[[ Provided passage open ]]

Funding diversity has been another advantage for Covid-19. While governments, philanthropies and companies around the world lined up to invest in the Covid-19 response, only a handful of funders support HIV vaccine research. One donor, the US government, accounts for 80% of global investment in HIV vaccines

Much more diversity in funding is needed to bring new players and ideas to the HIV vaccine research table, and to replicate the “can-do, must-do” mindset that guided Covid-19 vaccine development. In that highly successful approach, a diversified, global pool of public and philanthropic organisations supported every phase of research, from basic science through late-stage research and development (R&D), and they funded every reasonably promising Covid-19 vaccine approach.

  1. Nothing happens without collaboration   

The search for Covid-19 vaccines has also been marked by unprecedented scientific collaboration and innovation. Covid-19 researchers were encouraged to think creatively, pursue multiple leads simultaneously, pool data, engage in open-source research and collaborate across labs and institutions — also with researchers working on other diseases. It’s a revolutionary approach to innovation that HIV advocates have been calling for for years.

  1.  Conducting trials in parallel produces rapid results 

Covid-19 research applied cutting-edge trial designs that tested multiple vaccine candidates and approaches simultaneously, conducted critical trials in parallel rather than sequentially, and moved quickly to expand trials of promising vaccines to tens of thousands of participants, which produced rapid results.

[[ Provided passage closed ]]
[[ Source information open ]]

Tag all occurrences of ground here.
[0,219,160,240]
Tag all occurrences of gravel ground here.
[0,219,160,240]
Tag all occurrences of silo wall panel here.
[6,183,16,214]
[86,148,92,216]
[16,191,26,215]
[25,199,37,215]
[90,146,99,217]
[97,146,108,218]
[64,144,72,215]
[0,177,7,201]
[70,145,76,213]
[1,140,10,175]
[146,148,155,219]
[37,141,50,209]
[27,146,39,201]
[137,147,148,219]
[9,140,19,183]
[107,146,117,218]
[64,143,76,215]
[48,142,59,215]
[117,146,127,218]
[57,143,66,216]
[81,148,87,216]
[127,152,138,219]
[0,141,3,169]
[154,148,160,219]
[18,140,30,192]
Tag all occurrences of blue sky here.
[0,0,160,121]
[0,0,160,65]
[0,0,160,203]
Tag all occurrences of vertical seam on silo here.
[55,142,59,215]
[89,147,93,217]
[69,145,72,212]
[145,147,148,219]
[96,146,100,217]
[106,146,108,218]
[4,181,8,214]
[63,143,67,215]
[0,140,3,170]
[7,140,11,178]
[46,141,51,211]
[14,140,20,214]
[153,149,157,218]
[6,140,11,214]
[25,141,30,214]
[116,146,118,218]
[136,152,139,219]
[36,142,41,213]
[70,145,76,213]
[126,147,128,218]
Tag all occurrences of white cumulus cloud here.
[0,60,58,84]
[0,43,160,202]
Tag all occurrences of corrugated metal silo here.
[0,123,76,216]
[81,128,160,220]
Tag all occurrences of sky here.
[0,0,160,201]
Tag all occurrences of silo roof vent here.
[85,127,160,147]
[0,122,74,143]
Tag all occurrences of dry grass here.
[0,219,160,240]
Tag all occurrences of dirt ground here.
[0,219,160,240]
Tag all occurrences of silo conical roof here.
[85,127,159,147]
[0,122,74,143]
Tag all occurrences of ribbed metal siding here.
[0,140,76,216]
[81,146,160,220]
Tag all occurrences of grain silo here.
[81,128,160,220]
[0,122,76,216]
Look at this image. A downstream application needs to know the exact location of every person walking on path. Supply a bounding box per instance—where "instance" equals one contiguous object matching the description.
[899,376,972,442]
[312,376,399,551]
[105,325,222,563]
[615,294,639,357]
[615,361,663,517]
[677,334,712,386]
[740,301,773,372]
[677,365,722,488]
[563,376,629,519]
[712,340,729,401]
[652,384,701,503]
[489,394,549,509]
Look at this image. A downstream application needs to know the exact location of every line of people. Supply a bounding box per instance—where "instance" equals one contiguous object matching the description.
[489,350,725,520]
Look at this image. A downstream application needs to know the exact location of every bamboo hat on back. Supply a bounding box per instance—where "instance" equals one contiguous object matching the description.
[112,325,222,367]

[[ Source information closed ]]

Problem to work on >>
Write out the entire passage on what HIV vaccine research can learn from Covid-19, word for word. The data plays no part in what comes next.

Written answer >>
Funding diversity has been another advantage for Covid-19. While governments, philanthropies and companies around the world lined up to invest in the Covid-19 response, only a handful of funders support HIV vaccine research. One donor, the US government, accounts for 80% of global investment in HIV vaccines

Much more diversity in funding is needed to bring new players and ideas to the HIV vaccine research table, and to replicate the “can-do, must-do” mindset that guided Covid-19 vaccine development. In that highly successful approach, a diversified, global pool of public and philanthropic organisations supported every phase of research, from basic science through late-stage research and development (R&D), and they funded every reasonably promising Covid-19 vaccine approach.

  1. Nothing happens without collaboration   

The search for Covid-19 vaccines has also been marked by unprecedented scientific collaboration and innovation. Covid-19 researchers were encouraged to think creatively, pursue multiple leads simultaneously, pool data, engage in open-source research and collaborate across labs and institutions — also with researchers working on other diseases. It’s a revolutionary approach to innovation that HIV advocates have been calling for for years.

  1.  Conducting trials in parallel produces rapid results 

Covid-19 research applied cutting-edge trial designs that tested multiple vaccine candidates and approaches simultaneously, conducted critical trials in parallel rather than sequentially, and moved quickly to expand trials of promising vaccines to tens of thousands of participants, which produced rapid results.